→ EXPLORE THE MATERIAL:
1 - In the benchmark example, which CPU model does the machine information report?
2 - Write the next part of the benchmark example, picking up right after its final line.

[[ PASSAGE SHOWN, beginning ]]

Example benchmark execution.

(qa) $ conbench file-read nyctaxi_sample --file-type=feather --compression=lz4 --output-type=dataframe --iterations=10 --gc-disable=false

Benchmark result:
{
    "batch_id": "3d97e0185ef44d0d9d095f4b9fdd3fd2",
    "run_id": "54c00bfd6b6147739bbf1224cfdf9b1d",
    "timestamp": "2021-11-11T00:32:15.061174+00:00"
    "context": {
        "arrow_compiler_flags": " -Qunused-arguments -fcolor-diagnostics -O3 -DNDEBUG",
        "benchmark_language": "Python"
    },
    "github": {
        "commit": "4591d76fce2846a29dac33bf01e9ba0337b118e9",
        "repository": "https://github.com/apache/arrow"
    },
    "info": {
        "arrow_compiler_id": "AppleClang",
        "arrow_compiler_version": "12.0.0.12000032",
        "arrow_version": "5.0.0",
        "benchmark_language_version": "Python 3.9.7"
    },
    "machine_info": {
        "architecture_name": "arm64",
        "cpu_core_count": "8",
        "cpu_frequency_max_hz": "0",
        "cpu_l1d_cache_bytes": "65536",
        "cpu_l1i_cache_bytes": "131072",
        "cpu_l2_cache_bytes": "4194304",
        "cpu_l3_cache_bytes": "0",
        "cpu_model_name": "Apple M1",
        "cpu_thread_count": "8",
        "gpu_count": "0",
        "gpu_product_names": [],
        "kernel_name": "20.6.0",
        "memory_bytes": "17179869184",
        "name": "diana",
        "os_name": "macOS",
        "os_version": "11.5.2"

[[ PASSAGE SHOWN, end ]]
[[ RECORDS SHOWN, beginning ]]

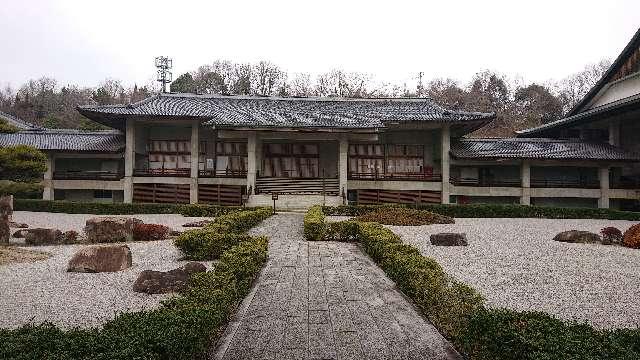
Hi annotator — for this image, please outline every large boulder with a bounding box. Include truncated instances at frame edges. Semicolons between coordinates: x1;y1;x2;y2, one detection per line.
0;196;13;244
553;230;602;244
67;245;131;273
0;220;11;245
133;262;207;294
84;216;142;243
429;233;468;246
23;228;64;245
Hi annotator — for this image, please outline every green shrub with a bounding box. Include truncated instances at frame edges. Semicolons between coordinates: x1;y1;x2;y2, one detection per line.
175;229;250;261
0;232;267;360
174;208;272;260
356;207;455;226
14;198;262;217
0;119;20;134
322;204;640;221
304;205;325;241
461;309;640;360
0;180;42;199
306;206;640;360
178;204;250;217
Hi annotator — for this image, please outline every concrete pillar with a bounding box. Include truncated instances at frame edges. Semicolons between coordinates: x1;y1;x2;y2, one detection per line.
520;160;531;205
122;119;136;203
247;131;257;195
609;120;620;146
42;153;56;200
189;120;200;204
440;124;451;204
338;136;349;201
598;166;609;209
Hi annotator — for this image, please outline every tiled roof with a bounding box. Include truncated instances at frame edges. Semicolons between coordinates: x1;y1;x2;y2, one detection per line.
0;111;40;130
78;94;495;129
516;94;640;137
451;138;640;161
0;129;124;152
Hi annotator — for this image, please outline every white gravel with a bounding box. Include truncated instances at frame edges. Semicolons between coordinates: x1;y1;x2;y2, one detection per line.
13;211;211;232
380;217;640;328
0;211;211;328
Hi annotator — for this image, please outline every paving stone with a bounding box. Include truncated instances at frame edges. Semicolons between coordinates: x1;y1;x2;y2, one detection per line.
309;310;329;324
335;331;365;360
212;214;459;360
309;324;337;359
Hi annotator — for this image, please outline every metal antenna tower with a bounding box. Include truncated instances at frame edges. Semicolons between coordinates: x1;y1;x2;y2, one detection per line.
156;56;173;92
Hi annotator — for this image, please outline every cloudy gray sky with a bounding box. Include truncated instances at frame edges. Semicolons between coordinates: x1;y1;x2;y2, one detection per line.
0;0;640;87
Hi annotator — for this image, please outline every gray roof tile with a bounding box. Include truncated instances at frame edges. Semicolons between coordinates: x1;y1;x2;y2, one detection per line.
78;94;495;128
451;138;640;161
0;111;40;130
0;129;124;152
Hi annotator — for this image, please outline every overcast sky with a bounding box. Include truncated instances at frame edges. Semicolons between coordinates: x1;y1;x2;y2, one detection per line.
0;0;640;87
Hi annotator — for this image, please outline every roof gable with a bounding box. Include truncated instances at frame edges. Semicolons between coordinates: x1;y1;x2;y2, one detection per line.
78;94;495;129
567;28;640;117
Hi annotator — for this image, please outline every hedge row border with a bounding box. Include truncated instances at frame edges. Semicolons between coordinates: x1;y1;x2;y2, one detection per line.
13;199;256;217
304;206;640;360
322;204;640;221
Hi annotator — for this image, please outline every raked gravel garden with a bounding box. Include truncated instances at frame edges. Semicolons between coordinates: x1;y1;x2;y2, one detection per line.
327;216;640;328
0;211;210;328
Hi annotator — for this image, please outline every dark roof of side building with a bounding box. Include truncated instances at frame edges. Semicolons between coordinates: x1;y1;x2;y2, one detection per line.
567;28;640;116
0;129;124;153
451;138;640;161
0;111;40;130
517;29;640;137
516;94;640;137
78;94;495;129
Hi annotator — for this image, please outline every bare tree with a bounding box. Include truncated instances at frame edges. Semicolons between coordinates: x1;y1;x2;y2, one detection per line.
554;59;611;113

[[ RECORDS SHOWN, end ]]

→ RESULTS BY TASK:
1 - Apple M1

2 -
    },
    "stats": {
        "data": [
            "0.004986",
            "0.001076",
            "0.001132",
            "0.001086",
            "0.001221",
            "0.001143",
            "0.001074",
            "0.001057",
            "0.000990",
            "0.001032"
        ],
        "iqr": "0.000079",
        "iterations": 10,
        "max": "0.004986",
        "mean": "0.001480",
        "median": "0.001081",
        "min": "0.000990",
        "q1": "0.001061",
        "q3": "0.001140",
        "stdev": "0.001234",
        "time_unit": "s",
        "times": [],
        "unit": "s"
    },
    "tags": {
        "compression": "lz4",
        "cpu_count": null,
        "dataset": "nyctaxi_sample",
        "file_type": "feather",
        "name": "file-read",
        "output_type": "dataframe"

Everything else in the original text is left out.